> **Coordinate annotation data**:
[BEGIN]
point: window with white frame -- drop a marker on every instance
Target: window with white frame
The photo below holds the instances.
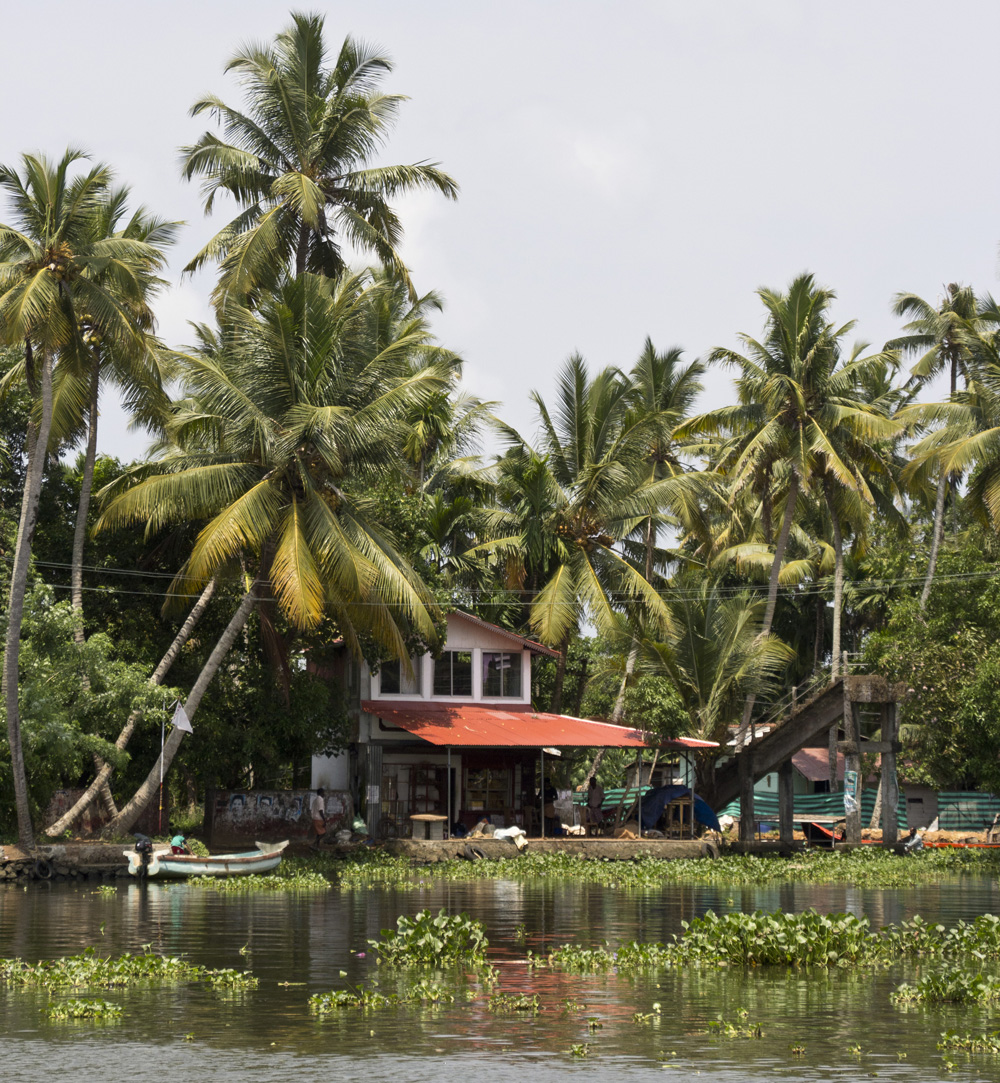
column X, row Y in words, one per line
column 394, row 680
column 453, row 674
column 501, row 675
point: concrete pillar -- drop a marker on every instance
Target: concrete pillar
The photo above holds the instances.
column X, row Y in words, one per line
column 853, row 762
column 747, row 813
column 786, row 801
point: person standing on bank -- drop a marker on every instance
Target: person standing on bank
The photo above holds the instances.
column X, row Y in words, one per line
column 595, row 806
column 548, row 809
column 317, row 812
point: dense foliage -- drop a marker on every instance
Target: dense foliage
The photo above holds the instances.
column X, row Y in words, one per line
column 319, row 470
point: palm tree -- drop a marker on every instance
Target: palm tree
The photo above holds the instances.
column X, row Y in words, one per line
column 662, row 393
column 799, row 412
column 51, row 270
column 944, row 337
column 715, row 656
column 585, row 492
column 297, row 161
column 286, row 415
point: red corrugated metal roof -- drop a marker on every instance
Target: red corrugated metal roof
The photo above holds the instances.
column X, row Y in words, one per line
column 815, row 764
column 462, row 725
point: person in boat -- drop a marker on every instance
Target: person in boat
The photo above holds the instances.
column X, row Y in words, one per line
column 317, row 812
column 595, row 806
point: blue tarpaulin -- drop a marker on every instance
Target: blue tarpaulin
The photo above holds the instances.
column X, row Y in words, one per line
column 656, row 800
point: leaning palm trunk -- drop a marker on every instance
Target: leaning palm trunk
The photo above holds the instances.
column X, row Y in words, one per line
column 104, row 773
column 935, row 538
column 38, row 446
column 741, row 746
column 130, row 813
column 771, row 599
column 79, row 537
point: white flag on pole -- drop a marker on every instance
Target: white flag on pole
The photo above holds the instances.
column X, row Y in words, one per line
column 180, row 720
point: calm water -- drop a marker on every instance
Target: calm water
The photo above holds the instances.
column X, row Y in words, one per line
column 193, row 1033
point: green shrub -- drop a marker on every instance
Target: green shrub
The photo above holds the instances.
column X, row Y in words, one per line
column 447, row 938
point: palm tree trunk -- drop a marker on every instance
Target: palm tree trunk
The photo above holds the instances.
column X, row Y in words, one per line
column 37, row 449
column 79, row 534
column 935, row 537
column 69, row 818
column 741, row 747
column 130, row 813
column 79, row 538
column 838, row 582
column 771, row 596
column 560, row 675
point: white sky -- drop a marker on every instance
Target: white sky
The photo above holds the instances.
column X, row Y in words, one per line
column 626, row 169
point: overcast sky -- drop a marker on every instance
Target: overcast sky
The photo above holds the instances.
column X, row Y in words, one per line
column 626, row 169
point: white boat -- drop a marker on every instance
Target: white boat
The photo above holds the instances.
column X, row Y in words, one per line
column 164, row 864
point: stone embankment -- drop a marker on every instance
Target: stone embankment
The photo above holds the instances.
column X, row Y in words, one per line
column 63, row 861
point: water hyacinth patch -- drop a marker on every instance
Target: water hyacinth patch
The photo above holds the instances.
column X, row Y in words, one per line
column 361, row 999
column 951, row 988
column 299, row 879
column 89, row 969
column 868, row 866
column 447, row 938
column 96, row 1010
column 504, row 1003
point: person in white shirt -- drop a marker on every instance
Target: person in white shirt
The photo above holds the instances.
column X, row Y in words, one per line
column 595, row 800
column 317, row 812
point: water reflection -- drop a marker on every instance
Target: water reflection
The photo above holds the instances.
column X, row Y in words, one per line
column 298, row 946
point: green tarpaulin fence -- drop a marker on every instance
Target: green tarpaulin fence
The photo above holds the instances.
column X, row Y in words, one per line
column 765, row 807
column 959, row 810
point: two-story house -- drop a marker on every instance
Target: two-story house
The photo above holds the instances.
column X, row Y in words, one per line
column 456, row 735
[END]
[BEGIN]
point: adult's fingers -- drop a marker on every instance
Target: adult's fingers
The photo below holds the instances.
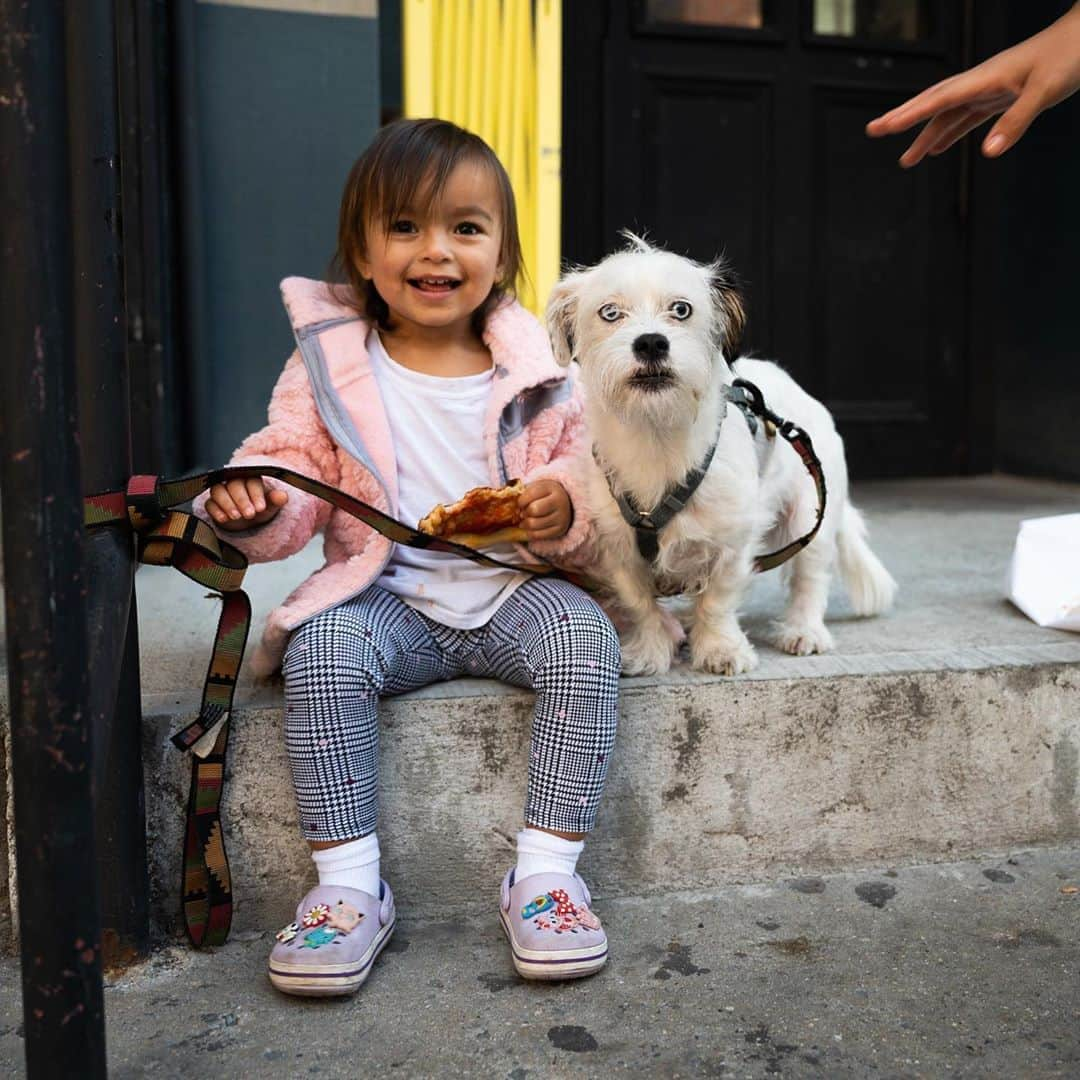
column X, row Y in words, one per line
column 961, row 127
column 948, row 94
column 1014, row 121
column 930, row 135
[END]
> **Exercise requirements**: Convert the data, starting with the line that contains "point: window with" and going on through the line that contains "column 319, row 470", into a two-column CSV headed input and output, with each text and its answer on one row, each in one quoted field with line breaks turned into spaces. Leave the pictures out.

> **Final result**:
input,output
"point: window with white frame -- drop a marker on every instance Target: window with white frame The photo below holds the instances. column X, row Y in words, one per line","column 394, row 680 column 453, row 674 column 501, row 675"
"point: concrete pillar -- drop a marker on every instance Target: concrete pillar The photo above holds the instances. column X, row Y in words, one per line","column 853, row 762 column 747, row 813 column 786, row 801"
"point: person standing on bank -- drop a marker on every instance Target: person standing on bank The photo above holds the instances. column X, row Y in words, one per line","column 595, row 806 column 548, row 809 column 317, row 812"
"point: dense foliage -- drop a marker on every instance Target: dense foliage The photo above holds the instances. column X, row Y in words, one per line","column 319, row 470"